__Your goal__:
Return only the tail of the data below, word for word: the line with "Request query: sand path" and each line after it through the final one.

[Stored dataset items]

- Opening Delimiter -

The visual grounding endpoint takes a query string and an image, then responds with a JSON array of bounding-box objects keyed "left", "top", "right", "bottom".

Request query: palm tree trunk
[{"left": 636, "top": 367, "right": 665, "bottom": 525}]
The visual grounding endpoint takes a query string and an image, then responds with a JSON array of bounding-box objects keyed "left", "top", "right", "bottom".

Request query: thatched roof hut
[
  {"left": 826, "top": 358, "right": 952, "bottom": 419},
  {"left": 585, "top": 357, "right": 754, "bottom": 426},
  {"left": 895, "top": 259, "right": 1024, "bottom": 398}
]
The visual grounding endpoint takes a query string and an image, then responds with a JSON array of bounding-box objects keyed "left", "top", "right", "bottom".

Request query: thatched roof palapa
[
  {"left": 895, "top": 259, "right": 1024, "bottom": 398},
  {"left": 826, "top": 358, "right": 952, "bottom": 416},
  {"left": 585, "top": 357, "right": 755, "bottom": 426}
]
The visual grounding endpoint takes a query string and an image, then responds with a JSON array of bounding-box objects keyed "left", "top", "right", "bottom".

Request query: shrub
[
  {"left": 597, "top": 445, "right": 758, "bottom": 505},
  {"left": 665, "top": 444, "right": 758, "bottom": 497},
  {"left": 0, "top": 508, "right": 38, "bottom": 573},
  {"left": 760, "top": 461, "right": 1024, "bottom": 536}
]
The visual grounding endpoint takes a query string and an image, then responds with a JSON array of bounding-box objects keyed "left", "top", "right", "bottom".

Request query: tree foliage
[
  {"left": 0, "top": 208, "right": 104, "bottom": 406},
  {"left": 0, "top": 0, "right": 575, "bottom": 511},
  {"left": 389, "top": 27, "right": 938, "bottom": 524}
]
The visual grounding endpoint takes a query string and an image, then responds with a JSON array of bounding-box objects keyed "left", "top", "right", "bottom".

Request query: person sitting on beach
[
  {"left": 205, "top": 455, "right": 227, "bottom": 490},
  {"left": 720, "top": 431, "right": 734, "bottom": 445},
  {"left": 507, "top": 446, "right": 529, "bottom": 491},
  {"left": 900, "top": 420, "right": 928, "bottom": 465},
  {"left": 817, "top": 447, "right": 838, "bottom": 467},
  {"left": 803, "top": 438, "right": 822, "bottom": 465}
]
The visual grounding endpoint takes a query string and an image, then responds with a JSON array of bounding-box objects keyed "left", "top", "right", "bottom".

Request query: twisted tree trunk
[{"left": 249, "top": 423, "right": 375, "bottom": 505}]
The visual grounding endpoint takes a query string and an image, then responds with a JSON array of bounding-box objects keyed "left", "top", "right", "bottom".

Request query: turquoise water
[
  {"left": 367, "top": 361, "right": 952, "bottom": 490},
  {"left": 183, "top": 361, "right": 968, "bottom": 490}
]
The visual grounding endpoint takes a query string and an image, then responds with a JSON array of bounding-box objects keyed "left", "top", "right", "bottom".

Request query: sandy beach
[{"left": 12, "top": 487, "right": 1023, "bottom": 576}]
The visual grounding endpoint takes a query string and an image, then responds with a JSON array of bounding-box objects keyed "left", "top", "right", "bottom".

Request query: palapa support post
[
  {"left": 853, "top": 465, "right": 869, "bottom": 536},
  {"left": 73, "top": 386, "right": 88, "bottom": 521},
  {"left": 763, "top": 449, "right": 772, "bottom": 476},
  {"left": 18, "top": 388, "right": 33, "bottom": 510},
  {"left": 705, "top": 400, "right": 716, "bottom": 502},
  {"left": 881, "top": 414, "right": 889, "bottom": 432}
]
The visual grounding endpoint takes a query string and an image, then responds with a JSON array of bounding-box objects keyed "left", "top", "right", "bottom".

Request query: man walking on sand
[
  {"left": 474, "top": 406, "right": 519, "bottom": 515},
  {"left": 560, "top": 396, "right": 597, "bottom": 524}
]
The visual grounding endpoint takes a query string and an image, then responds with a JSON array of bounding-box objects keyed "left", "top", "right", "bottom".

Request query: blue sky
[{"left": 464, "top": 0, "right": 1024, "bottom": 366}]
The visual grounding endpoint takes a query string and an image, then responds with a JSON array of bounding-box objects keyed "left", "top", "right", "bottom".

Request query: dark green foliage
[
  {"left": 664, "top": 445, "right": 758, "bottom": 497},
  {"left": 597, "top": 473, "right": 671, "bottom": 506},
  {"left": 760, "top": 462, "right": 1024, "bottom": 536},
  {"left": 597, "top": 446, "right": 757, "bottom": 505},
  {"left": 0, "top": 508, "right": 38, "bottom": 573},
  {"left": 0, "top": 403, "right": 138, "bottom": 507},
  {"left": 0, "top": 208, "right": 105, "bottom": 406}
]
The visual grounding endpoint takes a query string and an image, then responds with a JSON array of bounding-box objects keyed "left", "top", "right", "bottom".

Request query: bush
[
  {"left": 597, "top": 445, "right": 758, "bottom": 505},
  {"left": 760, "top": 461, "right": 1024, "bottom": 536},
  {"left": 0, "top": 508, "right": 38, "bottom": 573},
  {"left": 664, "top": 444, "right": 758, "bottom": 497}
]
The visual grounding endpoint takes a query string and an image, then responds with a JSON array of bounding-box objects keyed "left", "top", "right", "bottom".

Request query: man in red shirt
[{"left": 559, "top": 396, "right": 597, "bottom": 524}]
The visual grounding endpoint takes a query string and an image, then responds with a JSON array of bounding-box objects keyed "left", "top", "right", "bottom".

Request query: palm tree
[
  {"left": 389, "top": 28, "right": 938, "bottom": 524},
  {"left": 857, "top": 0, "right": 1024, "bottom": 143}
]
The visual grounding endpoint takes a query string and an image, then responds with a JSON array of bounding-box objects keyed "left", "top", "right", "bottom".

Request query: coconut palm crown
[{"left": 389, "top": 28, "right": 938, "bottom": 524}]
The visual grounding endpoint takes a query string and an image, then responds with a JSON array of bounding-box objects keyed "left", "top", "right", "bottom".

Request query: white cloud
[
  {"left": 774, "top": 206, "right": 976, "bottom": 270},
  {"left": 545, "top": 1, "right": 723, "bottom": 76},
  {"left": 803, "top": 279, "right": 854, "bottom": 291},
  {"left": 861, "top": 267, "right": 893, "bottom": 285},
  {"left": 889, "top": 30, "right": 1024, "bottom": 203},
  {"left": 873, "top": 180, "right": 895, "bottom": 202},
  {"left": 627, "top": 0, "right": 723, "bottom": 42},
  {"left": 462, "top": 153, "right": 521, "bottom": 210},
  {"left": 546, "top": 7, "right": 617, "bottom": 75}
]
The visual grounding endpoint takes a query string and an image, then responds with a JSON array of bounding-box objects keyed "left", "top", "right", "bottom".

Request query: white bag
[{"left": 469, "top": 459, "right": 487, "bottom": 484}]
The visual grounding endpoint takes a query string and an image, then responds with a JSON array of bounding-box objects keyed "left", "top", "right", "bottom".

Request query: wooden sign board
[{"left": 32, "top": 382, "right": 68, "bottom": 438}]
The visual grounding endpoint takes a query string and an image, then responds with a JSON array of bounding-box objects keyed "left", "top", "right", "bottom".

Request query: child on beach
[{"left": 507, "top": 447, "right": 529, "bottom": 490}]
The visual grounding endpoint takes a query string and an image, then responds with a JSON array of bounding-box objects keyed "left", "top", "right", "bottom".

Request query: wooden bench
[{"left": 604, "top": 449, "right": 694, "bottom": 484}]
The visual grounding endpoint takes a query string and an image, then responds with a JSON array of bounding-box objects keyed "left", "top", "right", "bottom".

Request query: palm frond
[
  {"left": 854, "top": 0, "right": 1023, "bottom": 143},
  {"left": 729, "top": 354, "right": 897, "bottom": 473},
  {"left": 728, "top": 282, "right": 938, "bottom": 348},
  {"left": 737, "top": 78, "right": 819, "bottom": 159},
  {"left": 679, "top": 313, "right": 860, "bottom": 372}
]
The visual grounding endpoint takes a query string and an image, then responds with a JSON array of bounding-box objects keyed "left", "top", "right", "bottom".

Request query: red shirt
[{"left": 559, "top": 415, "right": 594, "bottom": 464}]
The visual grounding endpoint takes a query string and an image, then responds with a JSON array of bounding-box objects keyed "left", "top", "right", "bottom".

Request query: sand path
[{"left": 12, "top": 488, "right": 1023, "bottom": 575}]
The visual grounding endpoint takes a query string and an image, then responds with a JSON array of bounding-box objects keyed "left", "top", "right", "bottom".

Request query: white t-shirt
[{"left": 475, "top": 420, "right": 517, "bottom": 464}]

- Closing Delimiter -

__Reply__:
Request query: sand path
[{"left": 12, "top": 488, "right": 1023, "bottom": 575}]
The visual grounding endpoint takes a query string and an image, then responds with a JSON array of bounding-box objects keyed "left", "top", "right", "bottom".

Request query: white t-shirt
[{"left": 475, "top": 420, "right": 517, "bottom": 464}]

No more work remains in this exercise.